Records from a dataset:
--------------------

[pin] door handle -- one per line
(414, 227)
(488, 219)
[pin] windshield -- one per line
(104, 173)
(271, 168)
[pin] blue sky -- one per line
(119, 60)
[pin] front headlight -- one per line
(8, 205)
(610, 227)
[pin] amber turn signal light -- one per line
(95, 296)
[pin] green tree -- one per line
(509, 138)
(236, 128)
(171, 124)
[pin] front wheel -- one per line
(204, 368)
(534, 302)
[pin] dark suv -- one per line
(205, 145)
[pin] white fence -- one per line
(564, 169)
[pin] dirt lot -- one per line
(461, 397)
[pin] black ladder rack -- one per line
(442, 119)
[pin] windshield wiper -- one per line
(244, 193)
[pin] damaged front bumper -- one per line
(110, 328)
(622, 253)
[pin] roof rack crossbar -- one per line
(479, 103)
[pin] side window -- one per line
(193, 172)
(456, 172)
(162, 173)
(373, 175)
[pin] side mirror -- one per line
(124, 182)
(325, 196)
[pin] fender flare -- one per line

--------------------

(Exercise objective)
Output the data in full, exactly as it stands.

(Answer for this exercise)
[pin] door handle -- one per line
(414, 227)
(488, 219)
[pin] windshield -- one per line
(104, 173)
(271, 168)
[pin] blue sky -- one per line
(119, 60)
[pin] front headlight -- one per line
(8, 205)
(610, 227)
[pin] amber turn signal light -- one per line
(95, 296)
[pin] green tree -- one per line
(509, 138)
(236, 128)
(171, 124)
[pin] front wheel -- one per line
(204, 368)
(534, 302)
[pin] dark suv -- one per line
(205, 145)
[pin] white fence -- one per line
(564, 169)
[pin] dirt lot -- one per line
(461, 397)
[pin] black ladder rack -- one per line
(442, 119)
[pin] windshield wiper -- one per line
(244, 193)
[pin] damaged front bumper -- one per line
(110, 328)
(622, 253)
[pin] roof rack crossbar -- one per line
(479, 103)
[pin] side window -- one per line
(193, 172)
(456, 172)
(162, 173)
(373, 175)
[pin] side mirror -- one per line
(124, 182)
(325, 196)
[pin] fender flare -- one per line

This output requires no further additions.